+++ Record set +++

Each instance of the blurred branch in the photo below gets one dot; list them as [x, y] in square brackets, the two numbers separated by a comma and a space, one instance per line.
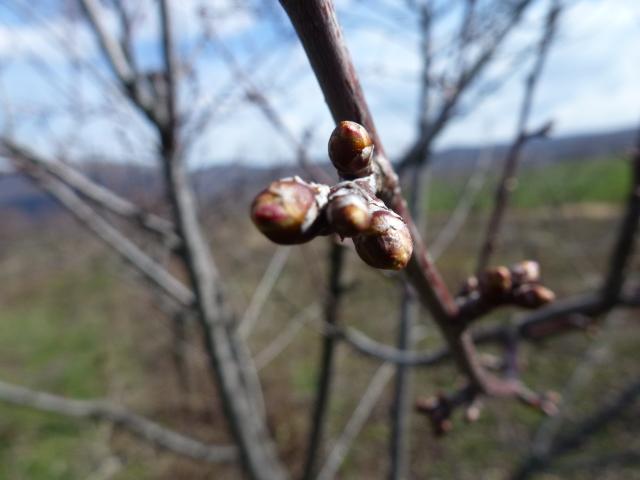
[128, 78]
[507, 182]
[587, 427]
[334, 294]
[285, 337]
[228, 356]
[94, 192]
[262, 291]
[316, 24]
[464, 79]
[150, 270]
[103, 410]
[356, 422]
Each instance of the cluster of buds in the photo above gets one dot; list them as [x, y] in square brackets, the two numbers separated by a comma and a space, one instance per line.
[439, 408]
[292, 211]
[517, 285]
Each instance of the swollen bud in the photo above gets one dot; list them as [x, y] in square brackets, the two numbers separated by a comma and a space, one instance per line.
[526, 271]
[387, 244]
[285, 210]
[495, 282]
[351, 149]
[348, 215]
[532, 296]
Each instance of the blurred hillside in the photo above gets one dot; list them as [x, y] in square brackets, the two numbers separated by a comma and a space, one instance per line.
[19, 196]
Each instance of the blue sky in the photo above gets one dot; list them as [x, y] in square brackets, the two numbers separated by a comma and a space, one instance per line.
[57, 105]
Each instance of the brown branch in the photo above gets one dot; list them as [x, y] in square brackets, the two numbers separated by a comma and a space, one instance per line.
[586, 427]
[128, 78]
[228, 356]
[103, 410]
[323, 388]
[507, 182]
[318, 30]
[418, 151]
[317, 27]
[97, 194]
[149, 269]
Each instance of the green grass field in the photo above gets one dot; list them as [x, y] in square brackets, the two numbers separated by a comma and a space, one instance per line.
[66, 327]
[603, 180]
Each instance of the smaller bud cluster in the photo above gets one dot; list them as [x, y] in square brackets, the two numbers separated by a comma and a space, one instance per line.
[292, 211]
[517, 285]
[440, 408]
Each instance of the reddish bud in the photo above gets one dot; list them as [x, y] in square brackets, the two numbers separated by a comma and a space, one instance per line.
[495, 282]
[387, 244]
[285, 210]
[526, 271]
[348, 215]
[351, 149]
[532, 296]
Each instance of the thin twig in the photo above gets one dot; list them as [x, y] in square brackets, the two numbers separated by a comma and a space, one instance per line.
[325, 375]
[507, 180]
[103, 410]
[99, 195]
[262, 291]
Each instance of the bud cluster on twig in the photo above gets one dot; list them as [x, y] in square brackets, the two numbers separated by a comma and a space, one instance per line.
[291, 211]
[439, 408]
[518, 285]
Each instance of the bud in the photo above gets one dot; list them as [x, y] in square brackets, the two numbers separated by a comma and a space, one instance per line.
[387, 244]
[285, 210]
[348, 215]
[532, 296]
[495, 281]
[469, 286]
[526, 271]
[351, 149]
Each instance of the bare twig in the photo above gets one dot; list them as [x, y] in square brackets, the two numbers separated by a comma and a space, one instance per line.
[323, 388]
[103, 410]
[341, 446]
[99, 195]
[150, 270]
[507, 180]
[572, 440]
[262, 291]
[277, 346]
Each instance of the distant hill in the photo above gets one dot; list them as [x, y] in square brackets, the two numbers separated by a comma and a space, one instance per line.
[143, 183]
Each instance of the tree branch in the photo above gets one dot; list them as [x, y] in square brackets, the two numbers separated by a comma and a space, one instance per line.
[99, 195]
[508, 178]
[103, 410]
[150, 270]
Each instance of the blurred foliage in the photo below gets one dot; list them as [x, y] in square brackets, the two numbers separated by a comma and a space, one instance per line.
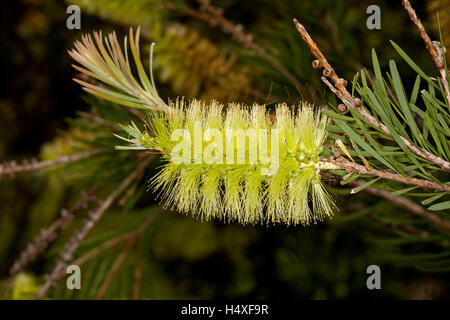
[179, 257]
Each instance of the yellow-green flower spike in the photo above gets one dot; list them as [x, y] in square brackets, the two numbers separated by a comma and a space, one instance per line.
[282, 183]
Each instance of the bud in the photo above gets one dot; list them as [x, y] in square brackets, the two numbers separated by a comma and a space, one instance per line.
[316, 64]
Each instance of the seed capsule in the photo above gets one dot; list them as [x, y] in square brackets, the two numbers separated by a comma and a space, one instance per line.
[316, 64]
[342, 107]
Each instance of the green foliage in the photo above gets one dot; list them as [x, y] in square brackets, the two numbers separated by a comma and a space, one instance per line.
[422, 122]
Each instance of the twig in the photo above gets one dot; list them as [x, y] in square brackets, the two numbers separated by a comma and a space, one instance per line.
[12, 168]
[44, 239]
[215, 17]
[434, 47]
[341, 92]
[79, 236]
[349, 166]
[405, 204]
[100, 121]
[112, 272]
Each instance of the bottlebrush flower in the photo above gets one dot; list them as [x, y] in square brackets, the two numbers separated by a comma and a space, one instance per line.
[211, 170]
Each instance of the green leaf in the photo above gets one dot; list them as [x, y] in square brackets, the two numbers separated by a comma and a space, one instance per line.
[411, 63]
[433, 198]
[356, 138]
[363, 186]
[440, 206]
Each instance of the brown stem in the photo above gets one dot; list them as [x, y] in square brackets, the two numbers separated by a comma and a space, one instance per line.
[405, 204]
[12, 168]
[434, 47]
[215, 17]
[341, 92]
[80, 235]
[44, 239]
[363, 170]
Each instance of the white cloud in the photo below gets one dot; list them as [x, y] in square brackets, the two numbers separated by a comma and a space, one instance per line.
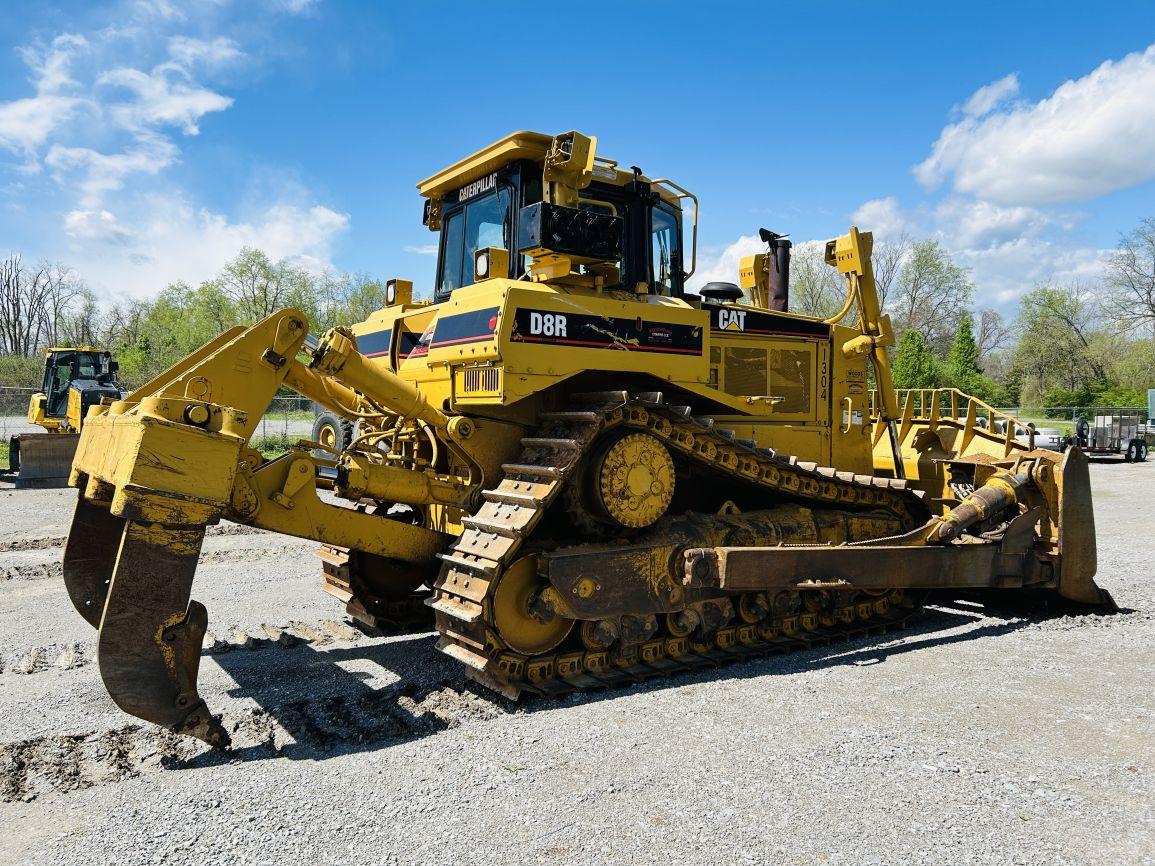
[106, 172]
[1089, 137]
[967, 223]
[95, 225]
[881, 216]
[1006, 271]
[210, 53]
[723, 267]
[165, 9]
[986, 98]
[164, 97]
[27, 124]
[296, 7]
[178, 240]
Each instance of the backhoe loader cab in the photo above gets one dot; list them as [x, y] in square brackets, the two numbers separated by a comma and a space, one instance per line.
[588, 476]
[75, 379]
[88, 371]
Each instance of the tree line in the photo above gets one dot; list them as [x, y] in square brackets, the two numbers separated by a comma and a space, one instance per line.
[49, 305]
[1070, 344]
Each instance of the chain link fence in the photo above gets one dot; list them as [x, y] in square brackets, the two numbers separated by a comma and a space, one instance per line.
[287, 420]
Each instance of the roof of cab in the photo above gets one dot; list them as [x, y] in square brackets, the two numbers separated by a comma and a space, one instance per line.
[518, 146]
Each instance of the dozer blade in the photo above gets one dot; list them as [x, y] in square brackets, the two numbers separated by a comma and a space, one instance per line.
[45, 458]
[1078, 553]
[149, 646]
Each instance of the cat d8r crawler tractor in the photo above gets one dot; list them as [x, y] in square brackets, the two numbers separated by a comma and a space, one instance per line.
[75, 379]
[589, 476]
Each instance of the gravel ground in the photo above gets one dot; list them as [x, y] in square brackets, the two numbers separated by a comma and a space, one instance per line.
[970, 738]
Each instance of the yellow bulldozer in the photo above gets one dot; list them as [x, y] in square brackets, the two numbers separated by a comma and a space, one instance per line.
[75, 378]
[588, 475]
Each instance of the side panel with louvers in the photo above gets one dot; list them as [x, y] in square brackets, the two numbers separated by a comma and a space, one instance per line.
[478, 382]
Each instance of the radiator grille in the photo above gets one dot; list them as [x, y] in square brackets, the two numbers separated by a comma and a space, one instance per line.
[475, 380]
[791, 376]
[744, 371]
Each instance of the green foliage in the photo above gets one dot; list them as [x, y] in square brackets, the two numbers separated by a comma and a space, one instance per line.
[962, 363]
[931, 293]
[915, 366]
[20, 372]
[962, 370]
[1096, 393]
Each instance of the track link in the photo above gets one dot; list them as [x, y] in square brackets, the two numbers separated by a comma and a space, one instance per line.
[494, 536]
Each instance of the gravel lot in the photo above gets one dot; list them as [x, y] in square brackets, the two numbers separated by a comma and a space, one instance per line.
[971, 738]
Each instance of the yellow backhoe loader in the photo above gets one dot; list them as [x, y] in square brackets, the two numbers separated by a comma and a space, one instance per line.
[588, 475]
[74, 380]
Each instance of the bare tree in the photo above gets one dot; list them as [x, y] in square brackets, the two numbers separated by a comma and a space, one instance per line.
[993, 333]
[888, 259]
[260, 288]
[1131, 277]
[930, 293]
[816, 288]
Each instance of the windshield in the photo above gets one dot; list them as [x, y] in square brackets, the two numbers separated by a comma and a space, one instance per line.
[664, 251]
[482, 223]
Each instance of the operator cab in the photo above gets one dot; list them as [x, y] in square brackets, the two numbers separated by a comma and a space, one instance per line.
[486, 201]
[62, 367]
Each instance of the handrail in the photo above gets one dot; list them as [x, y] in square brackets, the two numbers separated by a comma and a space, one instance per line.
[934, 407]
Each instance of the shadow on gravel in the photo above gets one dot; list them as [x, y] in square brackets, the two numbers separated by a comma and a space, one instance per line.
[334, 711]
[432, 695]
[338, 711]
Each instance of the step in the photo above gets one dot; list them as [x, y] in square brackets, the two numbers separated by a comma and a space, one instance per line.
[550, 442]
[526, 469]
[455, 609]
[486, 525]
[568, 416]
[511, 498]
[467, 565]
[466, 656]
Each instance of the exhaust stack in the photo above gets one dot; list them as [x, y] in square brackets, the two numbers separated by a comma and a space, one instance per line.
[777, 269]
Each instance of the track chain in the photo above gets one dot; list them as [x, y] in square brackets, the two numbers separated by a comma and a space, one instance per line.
[496, 534]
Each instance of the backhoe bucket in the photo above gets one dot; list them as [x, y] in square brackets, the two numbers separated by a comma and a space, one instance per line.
[132, 581]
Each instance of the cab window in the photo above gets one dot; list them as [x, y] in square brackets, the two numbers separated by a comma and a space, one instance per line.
[482, 223]
[664, 255]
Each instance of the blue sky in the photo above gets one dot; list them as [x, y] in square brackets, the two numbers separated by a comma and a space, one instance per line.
[144, 141]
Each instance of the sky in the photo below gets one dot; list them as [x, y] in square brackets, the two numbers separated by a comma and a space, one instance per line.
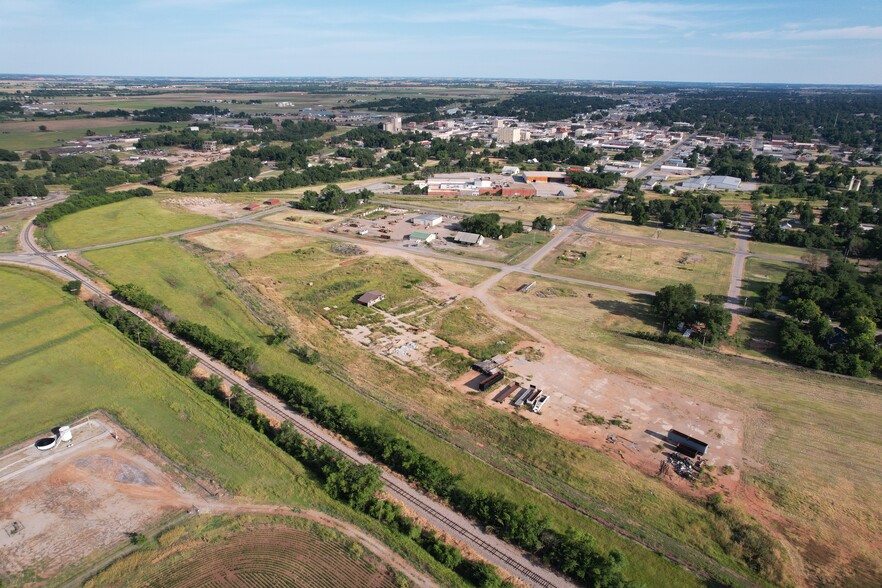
[750, 41]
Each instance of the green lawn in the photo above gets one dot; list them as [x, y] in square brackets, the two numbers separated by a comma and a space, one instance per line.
[9, 237]
[759, 272]
[782, 250]
[185, 284]
[58, 361]
[129, 219]
[642, 266]
[800, 426]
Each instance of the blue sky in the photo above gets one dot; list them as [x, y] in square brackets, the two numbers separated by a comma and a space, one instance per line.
[808, 41]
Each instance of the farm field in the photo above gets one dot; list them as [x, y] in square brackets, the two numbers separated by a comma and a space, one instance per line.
[512, 250]
[782, 250]
[120, 221]
[640, 266]
[249, 551]
[799, 431]
[621, 225]
[466, 325]
[248, 241]
[463, 274]
[48, 348]
[193, 291]
[759, 272]
[10, 227]
[26, 135]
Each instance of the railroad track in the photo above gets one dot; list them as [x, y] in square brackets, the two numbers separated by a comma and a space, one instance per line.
[408, 495]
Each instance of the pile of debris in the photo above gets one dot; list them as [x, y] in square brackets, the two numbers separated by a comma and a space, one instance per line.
[573, 255]
[347, 249]
[192, 201]
[683, 466]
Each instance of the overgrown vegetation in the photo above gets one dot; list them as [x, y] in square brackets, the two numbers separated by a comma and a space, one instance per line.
[84, 201]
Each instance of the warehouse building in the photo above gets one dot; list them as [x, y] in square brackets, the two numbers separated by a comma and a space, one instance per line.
[427, 220]
[469, 238]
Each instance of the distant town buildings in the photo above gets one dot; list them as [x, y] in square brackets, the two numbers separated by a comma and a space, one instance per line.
[393, 125]
[712, 183]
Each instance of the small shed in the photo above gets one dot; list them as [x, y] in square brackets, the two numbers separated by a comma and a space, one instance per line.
[679, 439]
[371, 298]
[428, 220]
[469, 238]
[422, 236]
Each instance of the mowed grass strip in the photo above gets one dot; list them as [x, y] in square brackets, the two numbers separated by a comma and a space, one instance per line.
[130, 219]
[640, 266]
[781, 250]
[620, 224]
[255, 550]
[182, 281]
[26, 136]
[65, 362]
[759, 272]
[811, 440]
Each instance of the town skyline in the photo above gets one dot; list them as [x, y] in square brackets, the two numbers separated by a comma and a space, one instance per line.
[687, 42]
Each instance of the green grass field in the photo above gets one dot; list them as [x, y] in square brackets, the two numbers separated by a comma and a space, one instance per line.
[51, 373]
[640, 265]
[255, 550]
[515, 208]
[512, 250]
[759, 272]
[782, 250]
[29, 139]
[620, 224]
[468, 326]
[111, 223]
[803, 429]
[10, 227]
[193, 291]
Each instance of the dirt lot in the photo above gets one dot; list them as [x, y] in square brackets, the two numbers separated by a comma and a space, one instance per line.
[74, 500]
[209, 206]
[248, 241]
[578, 388]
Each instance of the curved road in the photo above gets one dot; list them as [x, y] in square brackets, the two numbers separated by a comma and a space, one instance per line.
[427, 508]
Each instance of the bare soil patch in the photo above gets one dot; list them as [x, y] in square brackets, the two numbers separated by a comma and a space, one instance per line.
[248, 241]
[80, 498]
[210, 206]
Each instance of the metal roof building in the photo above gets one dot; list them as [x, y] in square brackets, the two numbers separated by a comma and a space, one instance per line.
[712, 183]
[469, 238]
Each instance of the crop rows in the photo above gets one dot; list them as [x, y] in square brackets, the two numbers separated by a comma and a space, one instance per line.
[269, 556]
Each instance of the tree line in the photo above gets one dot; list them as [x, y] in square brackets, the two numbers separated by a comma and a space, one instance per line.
[488, 224]
[848, 118]
[353, 484]
[520, 524]
[175, 113]
[332, 199]
[545, 106]
[832, 316]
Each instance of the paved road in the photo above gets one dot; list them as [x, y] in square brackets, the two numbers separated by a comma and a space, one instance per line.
[436, 513]
[736, 281]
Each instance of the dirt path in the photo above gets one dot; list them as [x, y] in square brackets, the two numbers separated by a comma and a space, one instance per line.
[386, 553]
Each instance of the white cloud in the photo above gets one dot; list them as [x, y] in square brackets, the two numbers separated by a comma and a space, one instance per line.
[611, 16]
[862, 32]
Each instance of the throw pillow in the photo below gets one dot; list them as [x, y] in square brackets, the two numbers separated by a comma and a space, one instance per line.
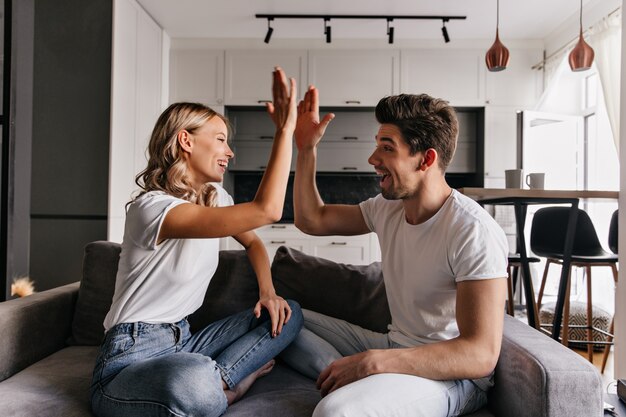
[95, 293]
[355, 293]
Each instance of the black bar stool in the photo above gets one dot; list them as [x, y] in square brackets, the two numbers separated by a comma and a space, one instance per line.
[546, 240]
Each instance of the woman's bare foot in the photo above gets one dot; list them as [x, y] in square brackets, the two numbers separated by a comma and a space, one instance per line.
[244, 385]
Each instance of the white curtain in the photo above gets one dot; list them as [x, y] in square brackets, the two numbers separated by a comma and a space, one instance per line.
[605, 37]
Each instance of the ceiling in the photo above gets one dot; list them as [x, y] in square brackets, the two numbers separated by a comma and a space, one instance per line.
[234, 19]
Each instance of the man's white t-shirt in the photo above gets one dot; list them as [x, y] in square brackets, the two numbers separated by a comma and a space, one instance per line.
[160, 283]
[423, 263]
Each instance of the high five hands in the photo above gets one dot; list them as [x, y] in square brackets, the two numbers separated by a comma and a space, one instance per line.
[282, 109]
[309, 128]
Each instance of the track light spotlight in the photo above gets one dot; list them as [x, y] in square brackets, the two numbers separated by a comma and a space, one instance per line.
[444, 31]
[390, 30]
[327, 30]
[270, 30]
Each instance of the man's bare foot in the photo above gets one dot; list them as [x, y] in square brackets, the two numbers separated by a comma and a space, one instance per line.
[244, 385]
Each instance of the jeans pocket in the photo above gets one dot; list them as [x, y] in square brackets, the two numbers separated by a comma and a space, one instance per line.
[118, 345]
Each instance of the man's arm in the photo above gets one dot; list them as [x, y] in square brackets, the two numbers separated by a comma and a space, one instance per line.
[473, 354]
[312, 216]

+++

▶ _To be done_: Copy out verbatim the lines from the one containing "Each instance of the backhoe loader" to the one containing "[1070, 344]", including both of those lines.

▶ _The solution_:
Each instance of the backhoe loader cab in the photo above gets one dot; list them as [x, y] in square brackets, the two numbers separated by a comma and a space, one instance per line.
[588, 476]
[75, 379]
[88, 371]
Each instance of the tree line in the photo above gets one dot; list them as [x, y] in square brackets, the two numbers separated by a comma and a space, one instance per line.
[49, 305]
[1070, 344]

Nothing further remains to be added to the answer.